# [ページ]
広島一人旅
2023年6月、私は広島へ行くことにした。
他にはイギリスでWNBR参加という案もあった。しかしイギリスにて現地調達を予定しているものについて現地のショップにメールを送ったが回答なしだった。それがイギリスに対して基本的なホスピタリティが欠如してそうな印象を助長し、私自身がそんな歓迎されていない国でEnjoyしている姿が想像できなかったのでやめた。
一方、広島は、バケットリストの行きたい場所で広島のアイテムが貯まっていたし、加えて動機となったのは戦争だった。
広島は前月にG7サミットがあり民主主義国家の首脳が一堂に介して、特にウクライナ侵攻を進めるロシアに対してNOと言う、戦争反対が主題の会合であった。そこにはウクライナのゼレンスキー大統領もサプライズで出席した。

# [資料抜粋]

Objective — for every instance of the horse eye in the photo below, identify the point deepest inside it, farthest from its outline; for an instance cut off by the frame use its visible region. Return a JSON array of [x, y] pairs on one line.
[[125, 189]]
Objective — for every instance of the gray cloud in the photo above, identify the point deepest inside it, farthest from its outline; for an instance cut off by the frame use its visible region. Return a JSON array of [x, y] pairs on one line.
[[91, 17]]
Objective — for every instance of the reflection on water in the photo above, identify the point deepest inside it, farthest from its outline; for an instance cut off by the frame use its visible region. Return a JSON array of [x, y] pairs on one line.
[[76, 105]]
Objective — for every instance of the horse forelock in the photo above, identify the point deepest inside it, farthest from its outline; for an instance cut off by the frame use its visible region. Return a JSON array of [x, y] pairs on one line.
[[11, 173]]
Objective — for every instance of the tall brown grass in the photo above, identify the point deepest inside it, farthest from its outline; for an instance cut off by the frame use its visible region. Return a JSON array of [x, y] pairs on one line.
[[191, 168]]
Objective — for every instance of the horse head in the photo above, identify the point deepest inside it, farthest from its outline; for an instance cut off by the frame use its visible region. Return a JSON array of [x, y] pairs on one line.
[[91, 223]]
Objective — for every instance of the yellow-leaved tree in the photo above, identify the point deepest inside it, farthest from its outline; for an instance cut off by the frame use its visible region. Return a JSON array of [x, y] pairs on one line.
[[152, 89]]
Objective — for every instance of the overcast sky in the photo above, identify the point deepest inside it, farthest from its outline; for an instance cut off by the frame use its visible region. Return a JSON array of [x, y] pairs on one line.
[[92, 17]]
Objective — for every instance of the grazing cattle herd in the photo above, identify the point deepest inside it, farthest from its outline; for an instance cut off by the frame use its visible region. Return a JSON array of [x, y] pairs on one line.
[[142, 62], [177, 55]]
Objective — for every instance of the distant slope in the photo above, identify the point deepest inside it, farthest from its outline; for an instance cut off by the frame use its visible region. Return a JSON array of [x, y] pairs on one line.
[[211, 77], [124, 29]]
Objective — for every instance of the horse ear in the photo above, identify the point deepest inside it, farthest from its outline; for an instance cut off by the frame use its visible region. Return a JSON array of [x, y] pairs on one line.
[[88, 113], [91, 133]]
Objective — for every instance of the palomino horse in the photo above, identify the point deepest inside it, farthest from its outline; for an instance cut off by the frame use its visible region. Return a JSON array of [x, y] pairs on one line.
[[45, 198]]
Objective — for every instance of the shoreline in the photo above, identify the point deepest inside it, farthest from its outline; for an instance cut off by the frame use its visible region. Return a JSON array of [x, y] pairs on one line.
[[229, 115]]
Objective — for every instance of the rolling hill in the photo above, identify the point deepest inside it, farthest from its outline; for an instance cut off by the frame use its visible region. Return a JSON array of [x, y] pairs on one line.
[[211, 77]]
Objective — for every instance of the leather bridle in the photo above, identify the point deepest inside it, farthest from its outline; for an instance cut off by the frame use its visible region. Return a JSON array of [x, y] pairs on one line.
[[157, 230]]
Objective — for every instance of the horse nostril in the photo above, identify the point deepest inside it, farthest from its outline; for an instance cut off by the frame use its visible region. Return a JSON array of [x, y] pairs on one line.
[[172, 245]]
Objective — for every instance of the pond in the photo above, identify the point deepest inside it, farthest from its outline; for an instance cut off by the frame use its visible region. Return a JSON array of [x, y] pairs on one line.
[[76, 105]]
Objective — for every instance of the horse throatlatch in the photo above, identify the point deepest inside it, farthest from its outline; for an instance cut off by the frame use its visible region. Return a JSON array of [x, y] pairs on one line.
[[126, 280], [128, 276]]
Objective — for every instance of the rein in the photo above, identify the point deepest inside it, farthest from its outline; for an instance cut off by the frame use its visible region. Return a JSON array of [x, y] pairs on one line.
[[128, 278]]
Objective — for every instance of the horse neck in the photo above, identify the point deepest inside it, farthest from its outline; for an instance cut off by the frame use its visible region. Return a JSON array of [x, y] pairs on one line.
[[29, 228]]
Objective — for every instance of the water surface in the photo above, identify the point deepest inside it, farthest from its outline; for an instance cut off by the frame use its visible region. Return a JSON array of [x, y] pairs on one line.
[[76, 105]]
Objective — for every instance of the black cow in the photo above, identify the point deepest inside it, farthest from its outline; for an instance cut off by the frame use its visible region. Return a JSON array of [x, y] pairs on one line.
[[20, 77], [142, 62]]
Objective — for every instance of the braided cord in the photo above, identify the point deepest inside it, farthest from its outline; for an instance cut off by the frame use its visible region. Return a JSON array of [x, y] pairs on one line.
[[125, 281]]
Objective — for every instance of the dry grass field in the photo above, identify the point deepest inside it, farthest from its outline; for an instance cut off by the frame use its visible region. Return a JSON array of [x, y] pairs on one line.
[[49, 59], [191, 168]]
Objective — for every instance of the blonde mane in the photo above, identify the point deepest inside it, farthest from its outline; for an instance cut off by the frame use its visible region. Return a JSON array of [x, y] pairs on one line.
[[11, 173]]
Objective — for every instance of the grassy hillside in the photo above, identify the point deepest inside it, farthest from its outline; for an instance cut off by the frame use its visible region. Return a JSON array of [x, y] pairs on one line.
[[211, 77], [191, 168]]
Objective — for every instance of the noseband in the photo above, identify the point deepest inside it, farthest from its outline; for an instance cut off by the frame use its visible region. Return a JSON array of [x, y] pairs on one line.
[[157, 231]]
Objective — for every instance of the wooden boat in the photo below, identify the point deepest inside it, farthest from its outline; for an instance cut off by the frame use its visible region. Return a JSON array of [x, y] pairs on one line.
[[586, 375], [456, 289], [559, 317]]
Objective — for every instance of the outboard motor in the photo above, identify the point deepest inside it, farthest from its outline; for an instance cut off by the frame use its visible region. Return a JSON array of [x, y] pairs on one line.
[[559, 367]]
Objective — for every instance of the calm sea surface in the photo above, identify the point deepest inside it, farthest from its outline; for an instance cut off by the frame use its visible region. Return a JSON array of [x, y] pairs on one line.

# [作業内容]
1/ ページについて、次の問いに答えよ。
(a) 広島へ行くことにしたのは何年何月か。
(b) 広島の代わりに検討していたのは、どの国で何をする案か。
(c) 広島で前月に開かれた会合は何か。
2/ ページのうち、「他にはイギリスでWNBR参加」から「想像できなかったのでやめた。」までを、両端を含めて一字一句そのまま書き写せ。
3/ ページに出てくる国名をすべて挙げよ。

# [回答]
1/
(a) 2023年6月
(b) イギリスでWNBRに参加する案
(c) G7サミット

2/
他にはイギリスでWNBR参加という案もあった。しかしイギリスにて現地調達を予定しているものについて現地のショップにメールを送ったが回答なしだった。それがイギリスに対して基本的なホスピタリティが欠如してそうな印象を助長し、私自身がそんな歓迎されていない国でEnjoyしている姿が想像できなかったのでやめた。

3/ イギリス、ロシア、ウクライナ